* _WORK TO BE COMPLETED_
The reply should contain every entry exactly as given, with no pictures in it.

* _RECORDS FOR THE EXERCISE_

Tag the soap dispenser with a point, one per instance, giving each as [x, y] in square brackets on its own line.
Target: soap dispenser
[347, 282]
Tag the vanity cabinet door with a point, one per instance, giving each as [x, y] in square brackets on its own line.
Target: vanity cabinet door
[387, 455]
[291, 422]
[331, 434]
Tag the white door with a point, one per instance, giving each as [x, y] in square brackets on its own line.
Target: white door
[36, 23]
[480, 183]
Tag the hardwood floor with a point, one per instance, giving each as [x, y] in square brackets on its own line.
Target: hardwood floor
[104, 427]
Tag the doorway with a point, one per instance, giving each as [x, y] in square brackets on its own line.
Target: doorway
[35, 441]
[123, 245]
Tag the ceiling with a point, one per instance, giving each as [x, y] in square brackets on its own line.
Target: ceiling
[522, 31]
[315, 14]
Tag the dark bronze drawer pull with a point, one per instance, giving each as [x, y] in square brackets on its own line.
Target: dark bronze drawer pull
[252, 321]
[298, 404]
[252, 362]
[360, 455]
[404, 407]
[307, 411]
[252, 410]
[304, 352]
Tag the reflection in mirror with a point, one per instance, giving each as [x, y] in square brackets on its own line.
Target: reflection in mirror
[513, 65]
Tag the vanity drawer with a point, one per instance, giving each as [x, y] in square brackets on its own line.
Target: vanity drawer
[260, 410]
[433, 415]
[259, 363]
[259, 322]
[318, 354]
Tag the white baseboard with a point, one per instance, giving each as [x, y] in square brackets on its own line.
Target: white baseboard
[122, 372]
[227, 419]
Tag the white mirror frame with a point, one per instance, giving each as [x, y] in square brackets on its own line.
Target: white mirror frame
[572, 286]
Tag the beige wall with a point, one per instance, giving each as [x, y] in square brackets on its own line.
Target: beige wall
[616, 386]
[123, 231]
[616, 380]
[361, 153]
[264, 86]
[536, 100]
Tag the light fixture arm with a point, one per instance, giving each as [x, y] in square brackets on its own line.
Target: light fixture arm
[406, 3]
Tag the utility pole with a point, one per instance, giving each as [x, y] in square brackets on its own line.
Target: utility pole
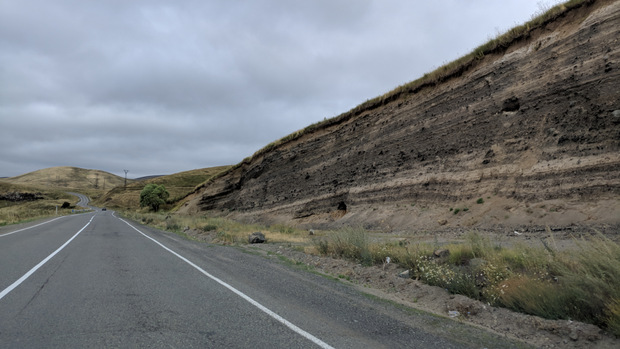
[126, 177]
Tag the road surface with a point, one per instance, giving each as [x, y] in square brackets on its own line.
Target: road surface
[95, 280]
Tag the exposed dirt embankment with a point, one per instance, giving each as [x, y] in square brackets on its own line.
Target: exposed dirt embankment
[533, 131]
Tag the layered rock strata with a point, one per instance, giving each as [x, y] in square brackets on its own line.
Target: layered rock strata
[537, 122]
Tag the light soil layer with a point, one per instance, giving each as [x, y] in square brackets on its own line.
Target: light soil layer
[533, 131]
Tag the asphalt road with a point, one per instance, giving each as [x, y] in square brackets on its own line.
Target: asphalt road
[94, 280]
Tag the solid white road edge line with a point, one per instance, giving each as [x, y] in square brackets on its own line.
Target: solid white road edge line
[287, 323]
[27, 275]
[17, 231]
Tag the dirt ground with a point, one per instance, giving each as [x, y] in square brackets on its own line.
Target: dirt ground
[384, 282]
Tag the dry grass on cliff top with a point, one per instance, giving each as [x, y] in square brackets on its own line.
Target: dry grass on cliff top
[442, 74]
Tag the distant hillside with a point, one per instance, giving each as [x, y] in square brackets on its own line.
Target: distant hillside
[179, 185]
[22, 202]
[69, 178]
[523, 131]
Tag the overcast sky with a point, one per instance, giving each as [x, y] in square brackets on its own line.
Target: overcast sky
[159, 87]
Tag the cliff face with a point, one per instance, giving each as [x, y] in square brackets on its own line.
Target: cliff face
[534, 128]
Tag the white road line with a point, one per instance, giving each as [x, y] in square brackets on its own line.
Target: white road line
[27, 275]
[287, 323]
[17, 231]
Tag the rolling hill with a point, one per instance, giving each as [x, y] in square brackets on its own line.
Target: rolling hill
[178, 185]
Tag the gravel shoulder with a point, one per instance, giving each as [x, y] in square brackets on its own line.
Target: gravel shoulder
[384, 282]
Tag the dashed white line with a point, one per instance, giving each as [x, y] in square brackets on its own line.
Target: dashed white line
[282, 320]
[36, 267]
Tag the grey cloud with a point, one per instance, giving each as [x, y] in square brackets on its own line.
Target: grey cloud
[162, 87]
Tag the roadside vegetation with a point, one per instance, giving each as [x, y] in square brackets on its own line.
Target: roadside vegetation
[19, 203]
[581, 283]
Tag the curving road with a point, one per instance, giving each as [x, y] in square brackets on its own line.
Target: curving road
[95, 280]
[83, 200]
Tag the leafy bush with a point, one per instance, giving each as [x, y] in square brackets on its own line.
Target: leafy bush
[153, 196]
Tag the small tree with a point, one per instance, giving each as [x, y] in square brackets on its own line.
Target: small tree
[153, 195]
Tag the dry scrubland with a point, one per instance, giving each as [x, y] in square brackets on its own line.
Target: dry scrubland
[580, 282]
[554, 277]
[43, 203]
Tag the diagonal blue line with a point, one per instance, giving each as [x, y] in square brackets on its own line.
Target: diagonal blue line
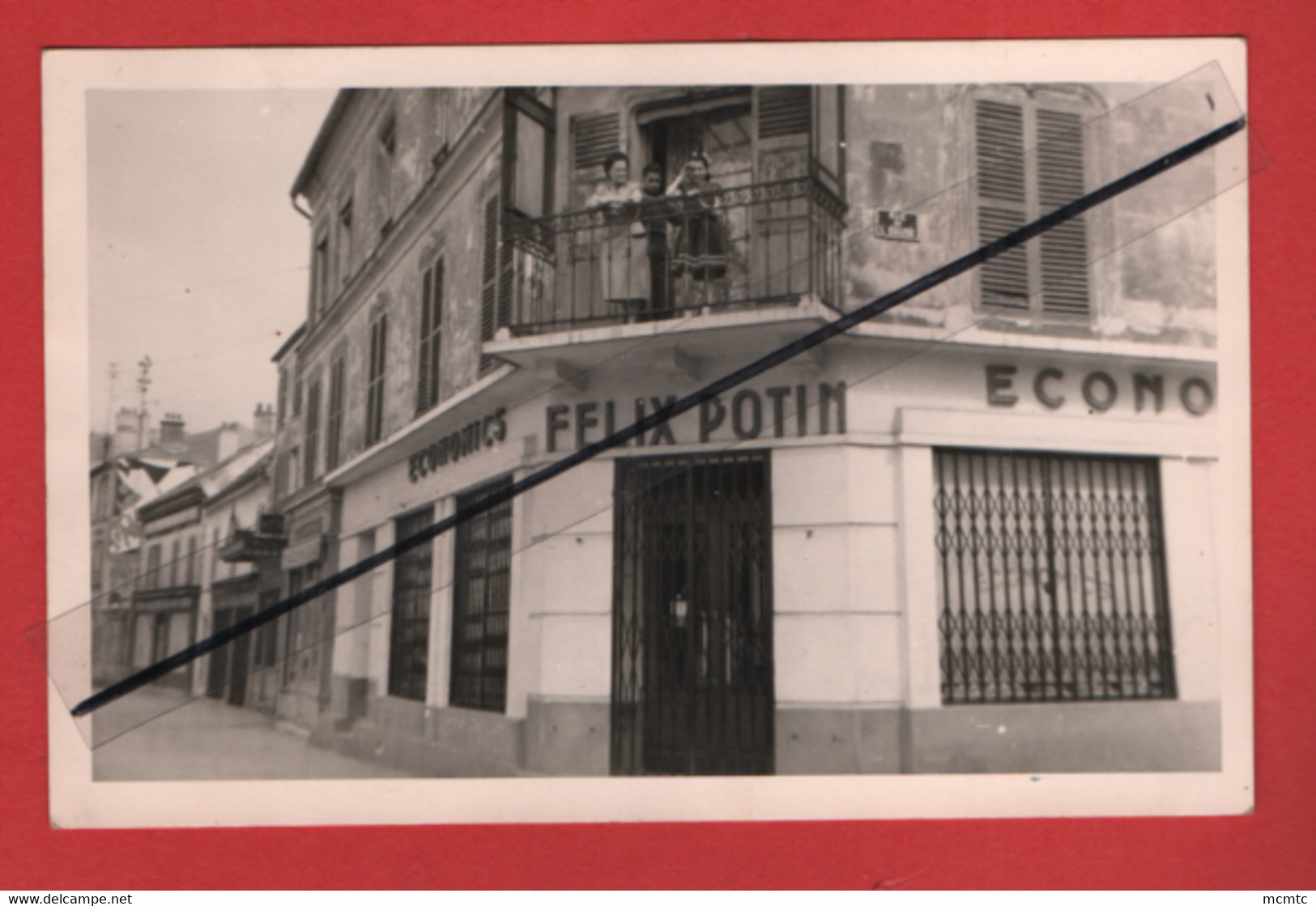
[661, 416]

* _EXERCISE RESULT_
Tag the soap dispenser with a point, one per instance, giving each as [x, y] in square brackets on its own line.
Target: soap dispenser
[347, 282]
Tag the vanity cabinet door with a point, one per instance, giving each as [x, y] in square brackets on its own line.
Target: vanity cabinet door
[387, 455]
[291, 422]
[331, 434]
Tag the white door with a point, one per instance, giving each as [x, y] in square brackets on its own line.
Target: white door
[36, 23]
[480, 183]
Tag the hardwood floor with a point, one per instance, giving each as [x, y] in square brackets on its own line.
Target: hardwood floor
[104, 427]
Tag the doorway with a point, one per instance, giving each as [x, y] in square brackets on its own line.
Target: doorway
[35, 441]
[123, 245]
Tag the ceiling with a point, one per instance, giving each as [x, y] in square brackets on its own line.
Target: ceiling
[522, 31]
[315, 14]
Tag the dark bronze drawer pull with a point, one per instance, giving each as [x, y] in square brackets on its own line.
Target: dark bronze drawer pull
[252, 321]
[298, 404]
[252, 362]
[360, 455]
[404, 407]
[307, 411]
[252, 410]
[304, 352]
Tag the reflection in mirror with a point, one per instance, giving each as [x, y] in square brackets on its own line.
Target: reflection in mirror
[513, 65]
Tag the vanity drawer with a point, one per instance, giving each as [x, y] in square brackets on its own line.
Target: vanity drawer
[260, 410]
[433, 415]
[259, 363]
[259, 322]
[318, 354]
Tag the white baseboard with a point, one per instance, giving each as [x, y] in square brackets on its own line.
Target: white baseboard
[122, 372]
[227, 419]
Tag the white mirror frame with a point, one per instance, giving each as [x, y] in square brackets on its own line.
Target: white mirror frame
[572, 286]
Tag the beige wall with a point, one per instance, giving each as [x, y] in square brackets on its own line.
Target: beige wall
[616, 386]
[123, 231]
[616, 380]
[361, 153]
[264, 86]
[536, 100]
Tag the light fixture arm with a point, one per instance, giving each as [x, y] in square brackets on its own line.
Target: light fixture arm
[406, 3]
Tag the utility pole with a point, one per instance, giving each as [x, y] in square brackets on its own line.
Target: utility pole
[126, 177]
Tag the road surface with a point, one per instance, giving each as [x, y] in square brackets on its own line.
Target: road surface
[95, 280]
Tag the exposed dirt embankment with a point, one per instance, giving each as [x, y] in square brackets on its own line.
Target: exposed dirt embankment
[533, 131]
Tag the layered rock strata with a point, one per instance, giving each as [x, y] in square brackets on its own line.
Target: layered rock strata
[537, 122]
Tag the light soil layer with a point, one per instance, giving each as [x, y] in square brackets on its own line.
Target: light soil layer
[533, 131]
Tag the asphalt road with a point, one per instance, giving each as [x, y] in square brackets on its own line.
Target: asphalt road
[94, 280]
Tag the solid white road edge line with a point, one per instance, giving each as [x, y] in square brackets on its own line.
Target: solid white road edge line
[287, 323]
[27, 275]
[17, 231]
Tag the dirt ground with a point, one per instance, giving each as [x, y] in square brackets on its own line.
Target: dirt ground
[384, 282]
Tag the dry grass on cliff top with a point, one per instance, giving each as [x, y] in square brackets on its own line.
Target: dry grass on cliff top
[442, 74]
Tag the distant hillside with a point, one per instance, giving each as [x, y] in square brackets on its own line.
Target: distant hillside
[179, 185]
[22, 202]
[69, 178]
[523, 131]
Tag the overcast sky with a point, one per instance, giving each as [x, y] in square brackets on its own line.
Target: overcast sky
[159, 87]
Tag the cliff face with a point, one per instance, giving each as [x, y] in square brackets on its own line.
Target: cliff face
[534, 128]
Tag the white road line with a point, one per instance, giving each as [x, y] in square brackets on its own line.
Target: white road line
[27, 275]
[287, 323]
[17, 231]
Tag the rolling hill with a point, one per instance, giving each as [x, y] in square brackets on its own line.
Target: rolling hill
[178, 185]
Tag the gravel shoulder with a point, one per instance, giving each as [x, y] in square brackets on its own line.
Target: gravel shoulder
[384, 282]
Tag the dashed white line with a point, one per instance, giving each as [x, y] in square brackets on its own line.
Target: dashed white line
[282, 320]
[36, 267]
Tag the grey cloud with a point, one per instance, giving each as [x, y] in square brackets on its own line.
Target: grey cloud
[162, 87]
Tag the roadside vegetation with a point, one per instance, giving each as [x, y] in square brackets on its own line.
Target: roadside vegetation
[19, 203]
[581, 283]
Tag the curving road with a point, one per instance, giving each as [x, y] in square brackets on its own line.
Target: curving road
[95, 280]
[83, 200]
Tag the leafy bush with a point, one per instance, giving each as [x, y] in square brackets on its own line.
Target: leafy bush
[153, 196]
Tag the small tree with a point, one per instance, giving each as [x, y] in square brackets on its own line.
Target: small tree
[153, 195]
Tag the dry scrubland with a point, one per instance, giving each as [x, y] in square brackets on its own line.
Target: dry scrubland
[580, 282]
[554, 277]
[43, 203]
Tag the diagonal blue line with a point, one per instance, giving each as [x, y] in square brackets on its own line.
Target: diagonal blue line
[661, 416]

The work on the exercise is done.